STUDY MATERIAL:
----

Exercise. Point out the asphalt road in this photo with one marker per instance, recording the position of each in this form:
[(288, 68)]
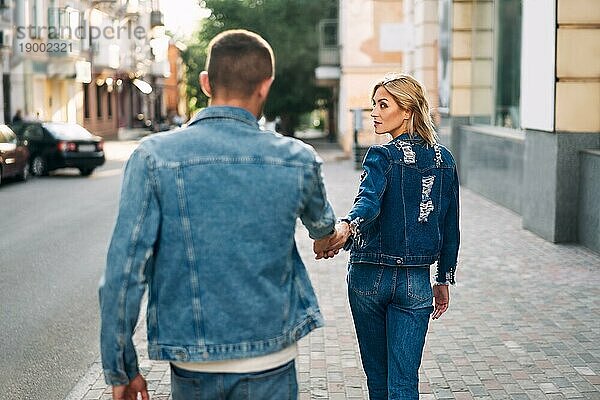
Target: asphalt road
[(54, 232)]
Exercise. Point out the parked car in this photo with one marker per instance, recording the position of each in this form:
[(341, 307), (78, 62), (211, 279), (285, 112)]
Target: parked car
[(14, 156), (54, 145)]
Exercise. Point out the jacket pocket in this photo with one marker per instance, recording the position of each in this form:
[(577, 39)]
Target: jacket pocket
[(419, 284), (365, 279)]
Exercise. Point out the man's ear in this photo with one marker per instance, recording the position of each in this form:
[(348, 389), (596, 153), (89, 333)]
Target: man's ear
[(205, 84), (264, 87)]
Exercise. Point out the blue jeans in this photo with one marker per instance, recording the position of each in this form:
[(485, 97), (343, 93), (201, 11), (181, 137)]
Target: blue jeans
[(391, 308), (274, 384)]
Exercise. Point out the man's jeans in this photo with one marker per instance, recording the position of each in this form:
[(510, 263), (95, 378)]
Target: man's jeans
[(275, 384), (391, 308)]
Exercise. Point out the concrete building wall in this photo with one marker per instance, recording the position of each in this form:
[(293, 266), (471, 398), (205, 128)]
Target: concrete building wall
[(589, 217), (546, 167), (367, 37)]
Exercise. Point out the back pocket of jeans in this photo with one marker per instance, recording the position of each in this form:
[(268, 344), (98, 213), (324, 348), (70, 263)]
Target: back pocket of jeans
[(365, 279), (419, 284)]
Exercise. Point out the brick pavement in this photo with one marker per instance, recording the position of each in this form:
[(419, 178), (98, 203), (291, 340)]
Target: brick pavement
[(523, 320)]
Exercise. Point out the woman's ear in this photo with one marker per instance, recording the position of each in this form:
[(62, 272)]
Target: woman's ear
[(205, 84), (264, 87)]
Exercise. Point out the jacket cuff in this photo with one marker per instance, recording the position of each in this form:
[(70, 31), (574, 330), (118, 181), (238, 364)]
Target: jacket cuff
[(121, 377)]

----

WORK ITEM:
Once the line containing "Target: back pocket of jeans" is found, please retype it and every remaining line of the listing above, exactly, with nothing else.

PROBLEM SOLUTION:
Target: back pocket of jeans
[(365, 279), (419, 284)]
Exercise. Point out the brick pavement in this photo with one marker per instance, recording the position of each in this form:
[(419, 178), (98, 203), (291, 340)]
Target: brick pavement
[(523, 320)]
Exercise. Point out the woman's ear in this photo with one marker per instance, recording the position of each in this form:
[(62, 272)]
Target: woman's ear
[(205, 84), (264, 87)]
Exercise. Point out the jacket cuff in this photo with one marker per instance, recording the position of each in this form:
[(70, 31), (574, 330), (118, 181), (238, 364)]
Target: jacket cuff
[(121, 377)]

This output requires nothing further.